[start]
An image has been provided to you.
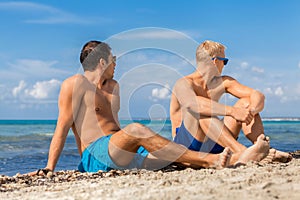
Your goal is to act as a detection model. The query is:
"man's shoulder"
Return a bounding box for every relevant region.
[61,74,86,88]
[175,75,193,85]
[end]
→ What you will do: Rescale the listing above by repeating all of its lines, requests included, with every bounding-box coordinate in the answers multiplied by 1.8 and rounded to a whole number, halves rounded up. Leave the picture out of your answer.

→ Written answer:
An image has been provided to you.
Your goal is to act as a detection model. The query is:
"man's shoulder"
Return a bounding box for every relevant region.
[110,133,155,158]
[315,135,347,153]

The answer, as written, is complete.